#### [Objective]
Give all of the data below as a Markdown table with two columns, "Row" and "Line," numbering each line in order and leaving out any blank lines.

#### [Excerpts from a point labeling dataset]

++++++

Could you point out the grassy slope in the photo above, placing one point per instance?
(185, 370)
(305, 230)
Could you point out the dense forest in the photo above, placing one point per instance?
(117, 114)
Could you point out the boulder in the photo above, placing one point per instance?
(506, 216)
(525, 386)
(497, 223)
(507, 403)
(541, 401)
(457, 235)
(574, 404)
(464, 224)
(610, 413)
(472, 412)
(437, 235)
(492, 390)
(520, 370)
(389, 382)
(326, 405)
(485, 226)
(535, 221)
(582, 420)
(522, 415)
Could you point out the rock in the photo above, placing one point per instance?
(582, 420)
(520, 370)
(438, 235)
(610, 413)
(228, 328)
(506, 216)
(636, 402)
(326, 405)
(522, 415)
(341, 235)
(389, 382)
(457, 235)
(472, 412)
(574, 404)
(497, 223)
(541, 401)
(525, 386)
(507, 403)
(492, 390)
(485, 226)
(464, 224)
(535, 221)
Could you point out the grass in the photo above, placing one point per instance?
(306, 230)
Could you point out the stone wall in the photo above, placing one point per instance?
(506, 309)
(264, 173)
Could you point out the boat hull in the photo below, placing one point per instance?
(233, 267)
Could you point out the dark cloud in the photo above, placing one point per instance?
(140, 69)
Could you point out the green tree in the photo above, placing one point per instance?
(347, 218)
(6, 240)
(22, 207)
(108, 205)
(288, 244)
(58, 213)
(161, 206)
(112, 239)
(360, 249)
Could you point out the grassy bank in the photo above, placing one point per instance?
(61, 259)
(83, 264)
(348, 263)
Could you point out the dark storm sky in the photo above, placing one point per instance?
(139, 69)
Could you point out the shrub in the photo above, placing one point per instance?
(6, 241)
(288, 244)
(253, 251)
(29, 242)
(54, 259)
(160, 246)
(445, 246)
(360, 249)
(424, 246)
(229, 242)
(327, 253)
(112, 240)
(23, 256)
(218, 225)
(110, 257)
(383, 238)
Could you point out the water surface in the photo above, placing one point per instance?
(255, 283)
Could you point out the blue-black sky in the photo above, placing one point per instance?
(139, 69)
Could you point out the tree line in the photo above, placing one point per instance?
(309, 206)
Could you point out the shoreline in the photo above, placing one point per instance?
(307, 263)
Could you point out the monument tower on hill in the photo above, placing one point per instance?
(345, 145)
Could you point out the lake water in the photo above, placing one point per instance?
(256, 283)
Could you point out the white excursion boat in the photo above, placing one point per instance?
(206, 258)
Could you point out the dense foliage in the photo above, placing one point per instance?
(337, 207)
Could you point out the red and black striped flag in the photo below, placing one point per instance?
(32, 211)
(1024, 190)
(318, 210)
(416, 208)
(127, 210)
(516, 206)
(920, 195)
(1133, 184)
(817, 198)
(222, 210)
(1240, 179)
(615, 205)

++++++

#### [The reply]
| Row | Line |
|---|---|
| 1 | Could you point out the grassy slope in the photo above, placing one point per instance? |
| 2 | (185, 370) |
| 3 | (305, 230) |
| 4 | Could you point out the dense forest in the photo above, placing one point per instance? |
| 5 | (117, 114) |
| 6 | Could you point out the boulder in the photo above, placing one point per instance? |
| 7 | (506, 216) |
| 8 | (525, 386) |
| 9 | (497, 223) |
| 10 | (507, 403) |
| 11 | (541, 401) |
| 12 | (457, 235) |
| 13 | (574, 404) |
| 14 | (464, 224) |
| 15 | (610, 413) |
| 16 | (472, 412) |
| 17 | (437, 235) |
| 18 | (492, 390) |
| 19 | (520, 370) |
| 20 | (389, 382) |
| 21 | (326, 405) |
| 22 | (485, 226) |
| 23 | (535, 221) |
| 24 | (582, 420) |
| 25 | (522, 415) |
| 26 | Could you point out the rock in the photo above, placing one point per instance? |
| 27 | (582, 420) |
| 28 | (520, 370) |
| 29 | (438, 235) |
| 30 | (610, 413) |
| 31 | (228, 328) |
| 32 | (506, 216) |
| 33 | (636, 402) |
| 34 | (326, 405) |
| 35 | (522, 415) |
| 36 | (341, 235) |
| 37 | (389, 382) |
| 38 | (457, 235) |
| 39 | (472, 412) |
| 40 | (574, 404) |
| 41 | (497, 223) |
| 42 | (541, 401) |
| 43 | (525, 386) |
| 44 | (507, 403) |
| 45 | (492, 390) |
| 46 | (485, 226) |
| 47 | (464, 224) |
| 48 | (535, 221) |
| 49 | Could you point out the grass in the photo above, placing one point per instance? |
| 50 | (306, 230) |
| 51 | Could you point out the stone wall in the photo above, placing one point per instance? |
| 52 | (506, 309) |
| 53 | (264, 173) |
| 54 | Could you point out the boat hull in the photo below, placing one point per instance? |
| 55 | (233, 267) |
| 56 | Could you point out the dark cloud in the photo above, placing one point per instance? |
| 57 | (140, 69) |
| 58 | Could you point out the green tree in the photo above, placing one point per instance? |
| 59 | (347, 218) |
| 60 | (6, 240) |
| 61 | (22, 207) |
| 62 | (108, 205) |
| 63 | (288, 244) |
| 64 | (58, 213) |
| 65 | (161, 206) |
| 66 | (112, 239) |
| 67 | (360, 249) |
| 68 | Could you point out the grassy bank in the photo above, placing one point per instance? |
| 69 | (61, 259) |
| 70 | (83, 264) |
| 71 | (348, 263) |
| 72 | Could you point out the dark storm sky in the photo above, placing one point per instance? |
| 73 | (139, 69) |
| 74 | Could you point out the shrub in the photo above, placing one point per instance? |
| 75 | (6, 241) |
| 76 | (288, 244) |
| 77 | (253, 251) |
| 78 | (29, 242) |
| 79 | (54, 259) |
| 80 | (160, 246) |
| 81 | (445, 246) |
| 82 | (360, 249) |
| 83 | (424, 246) |
| 84 | (229, 242) |
| 85 | (327, 253) |
| 86 | (112, 240) |
| 87 | (23, 256) |
| 88 | (218, 225) |
| 89 | (110, 257) |
| 90 | (383, 238) |
| 91 | Could you point out the water surface in the photo above, placing one point per instance? |
| 92 | (255, 283) |
| 93 | Could you point out the blue-black sky in the photo above, placing one point per instance? |
| 94 | (139, 69) |
| 95 | Could you point out the tree line in the photo above, placing one point per instance? |
| 96 | (309, 206) |
| 97 | Could you point out the shoreline in the photo above, placing one point per instance? |
| 98 | (307, 263) |
| 99 | Could you point out the monument tower on hill in the photo above, placing one point per instance? |
| 100 | (345, 145) |
| 101 | Could you point out the lake water in the photo above, placing one point per instance? |
| 102 | (256, 283) |
| 103 | Could you point out the white excursion boat in the photo above, placing one point per instance? |
| 104 | (206, 258) |
| 105 | Could you point out the dense foliage in the photo above, placing one point per instance? |
| 106 | (337, 207) |
| 107 | Could you point out the red and black striped flag in the photo below, placing one point per instance? |
| 108 | (32, 211) |
| 109 | (1024, 190) |
| 110 | (318, 210) |
| 111 | (416, 208) |
| 112 | (127, 210) |
| 113 | (516, 206) |
| 114 | (920, 195) |
| 115 | (1133, 184) |
| 116 | (817, 198) |
| 117 | (222, 210) |
| 118 | (1240, 179) |
| 119 | (615, 205) |